SOURCE PASSAGE:
Project I) CO2-selective Ionic Liquids-Mediated Polymer Membranes: New, highly-selective materials based on high content room temperature ionic liquid supported/functionalized polymeric membranes will be explored to further enhance the total gas permeability through membrane material that preferentially absorbs CO2 and facilitates its transport while simultaneously restricts or blocks other light gas (H2, N2, and CH4) transport. As shown in Fig.1, several promising approaches including polymerized room temperature ionic liquids (RTILs) with tailorable structure variations, IL combined high free volume polymer membranes (e.g., PIMs), ionene polymers (ILs are present on the main chains) and highly versatile new IL-crosslinkers with their method of crosslinking etc. will be implemented toward the ionic-group-mediated membrane development.

Project II) High-performance Hybrid Membranes for C3H6/C3H8 Separations: Synthesis and functionalization of ZIF-particles such as ZIF-8, ZIF-7, ZIF-67, and ZIF-90 will be done as initial experimental works toward C3H6/C3H8 separation. Further, a comparative evaluation of ZIF-particles blended polymeric membranes on their adhesion, phase separation, and defect-free membrane fabrication as well as C3H6/C3H8 separation, will be investigated. However, the ultimate goal of this approach is to synthesize novel ligand functionalized polyimides which can grow ZIF particles via in-situ process either on the surface of the film or in the polymer matrix (bulk growing), as depicted in Fig. 2. My postdoc research at KIST already proved the potential use of functionalized polyimides toward enhanced C3H6/C3H8 separations[8].

DATASET RECORDS:
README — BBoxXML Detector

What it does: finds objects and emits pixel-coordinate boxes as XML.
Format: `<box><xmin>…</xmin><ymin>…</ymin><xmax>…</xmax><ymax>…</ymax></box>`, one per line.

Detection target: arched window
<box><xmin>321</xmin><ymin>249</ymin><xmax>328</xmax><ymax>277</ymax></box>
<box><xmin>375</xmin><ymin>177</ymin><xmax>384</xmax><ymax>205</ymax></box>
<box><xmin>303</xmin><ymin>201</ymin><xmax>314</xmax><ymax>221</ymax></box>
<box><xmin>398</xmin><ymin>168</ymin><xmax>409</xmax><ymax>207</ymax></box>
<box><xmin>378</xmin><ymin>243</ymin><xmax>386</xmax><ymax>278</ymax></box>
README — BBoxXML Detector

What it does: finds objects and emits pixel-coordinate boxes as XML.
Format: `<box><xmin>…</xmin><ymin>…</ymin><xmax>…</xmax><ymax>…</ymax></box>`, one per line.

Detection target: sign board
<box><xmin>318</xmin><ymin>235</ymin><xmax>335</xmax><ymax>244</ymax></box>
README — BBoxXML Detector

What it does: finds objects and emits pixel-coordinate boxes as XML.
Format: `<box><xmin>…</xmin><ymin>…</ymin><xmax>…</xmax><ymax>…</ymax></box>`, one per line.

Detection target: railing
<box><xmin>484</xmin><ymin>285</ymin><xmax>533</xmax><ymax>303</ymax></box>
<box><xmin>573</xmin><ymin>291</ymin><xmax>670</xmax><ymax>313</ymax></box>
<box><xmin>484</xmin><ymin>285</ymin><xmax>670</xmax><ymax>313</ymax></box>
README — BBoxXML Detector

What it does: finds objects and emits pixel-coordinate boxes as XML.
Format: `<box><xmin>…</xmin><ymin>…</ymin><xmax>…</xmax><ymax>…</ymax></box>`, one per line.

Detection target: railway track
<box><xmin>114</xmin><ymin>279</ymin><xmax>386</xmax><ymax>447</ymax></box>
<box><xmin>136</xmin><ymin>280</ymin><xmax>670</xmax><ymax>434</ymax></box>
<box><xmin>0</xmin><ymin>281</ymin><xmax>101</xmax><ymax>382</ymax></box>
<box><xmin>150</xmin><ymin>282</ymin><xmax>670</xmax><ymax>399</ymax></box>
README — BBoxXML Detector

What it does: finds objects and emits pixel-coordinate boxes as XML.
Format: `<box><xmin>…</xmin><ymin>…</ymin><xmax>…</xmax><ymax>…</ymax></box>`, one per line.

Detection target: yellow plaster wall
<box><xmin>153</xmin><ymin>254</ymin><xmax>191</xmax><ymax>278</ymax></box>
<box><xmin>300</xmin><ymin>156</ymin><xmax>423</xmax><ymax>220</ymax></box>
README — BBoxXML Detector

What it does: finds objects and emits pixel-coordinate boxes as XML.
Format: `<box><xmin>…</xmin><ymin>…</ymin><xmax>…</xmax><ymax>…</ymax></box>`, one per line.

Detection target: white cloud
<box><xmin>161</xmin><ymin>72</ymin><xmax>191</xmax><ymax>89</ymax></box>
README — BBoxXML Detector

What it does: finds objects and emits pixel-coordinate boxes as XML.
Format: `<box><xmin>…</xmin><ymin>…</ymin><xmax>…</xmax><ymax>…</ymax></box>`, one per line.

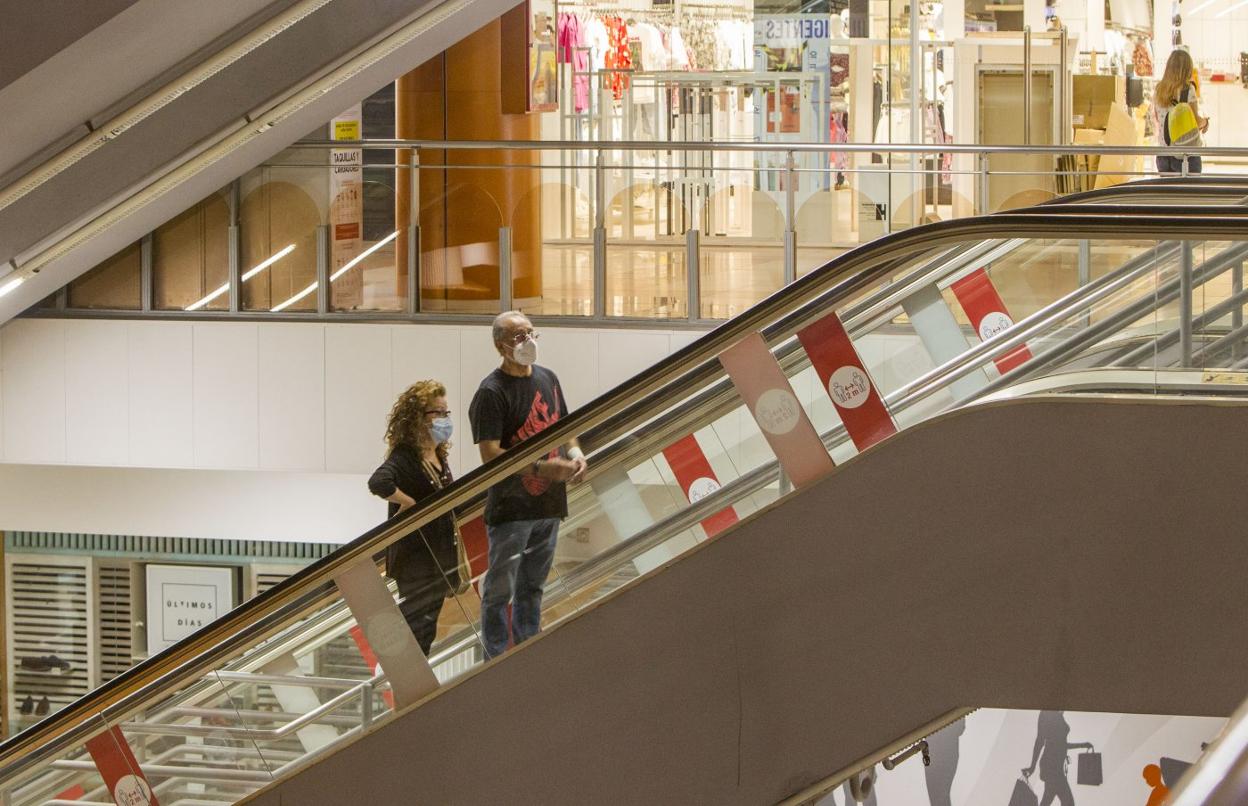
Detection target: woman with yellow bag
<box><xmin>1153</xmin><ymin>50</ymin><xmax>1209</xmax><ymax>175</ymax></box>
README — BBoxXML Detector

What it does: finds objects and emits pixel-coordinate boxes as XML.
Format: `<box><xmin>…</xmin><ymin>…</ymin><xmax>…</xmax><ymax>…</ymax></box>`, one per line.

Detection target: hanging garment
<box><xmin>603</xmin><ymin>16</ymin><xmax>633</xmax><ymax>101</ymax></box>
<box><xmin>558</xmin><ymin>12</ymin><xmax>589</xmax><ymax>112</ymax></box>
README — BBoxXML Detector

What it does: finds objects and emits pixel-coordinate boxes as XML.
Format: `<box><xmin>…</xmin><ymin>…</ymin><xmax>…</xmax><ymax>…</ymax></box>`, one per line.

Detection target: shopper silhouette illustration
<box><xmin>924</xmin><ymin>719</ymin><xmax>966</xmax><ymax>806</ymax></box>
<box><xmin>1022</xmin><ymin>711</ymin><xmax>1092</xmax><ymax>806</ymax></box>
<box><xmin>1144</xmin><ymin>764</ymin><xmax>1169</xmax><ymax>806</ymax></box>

TASKS:
(a) Please list every ZIF particle that the membrane research passage names for synthesis and functionalization.
(b) Continue the membrane research passage from its final sentence onward.
The records are separate material, unrelated to the membrane research passage.

RESULTS FOR THE EXERCISE:
(a) ZIF-8, ZIF-7, ZIF-67, ZIF-90

(b)
Project III) Porous Polymer Membranes or Thin Film Composite Blend Membranes for Water Filtration Applications: A novel approach of combining the water-soluble behavior of the polyimide precursor with a monovalent slat-induced phase inversion process can be developed for the preparation of high flux asymmetric porous polyimide membrane via an aqueous route (Fig. 3, top). Comprehensive research in the synthesis of porous polyimide membranes and water filtration experiments will be done with systematic progress. As shown in Fig. 3, an ultrafiltration cell (Millipore) based dead-end filtration setup can be easily built in order to perform water filtration experiments. In addition, a scientific collaboration shall be fostered from former research group at European Institute of Membranes, University of Montpellier, France. And also, this approach can be contributed to other colleague groups in the esteemed organization as internal collaboration, mostly to the biological engineering groups.

As depicted in Fig. 3 (bottom), a novel interfacial polymerization approach involving the incorporation of ionic groups in the polyaramide backbone have been proposed. This technique of IL-incorporated interfacial polymerization will be applied to a variety of polymer-gutter layer systems with the goal of developing innovative separation membranes for water filtration applications. Eventually, rubbery PDMS and flexible PEG groups also will be incorporated into the same systems in order to improve the overall performance of the membranes. These membrane systems having free IL-groups can be applied for enhanced gas separation applications as well[10].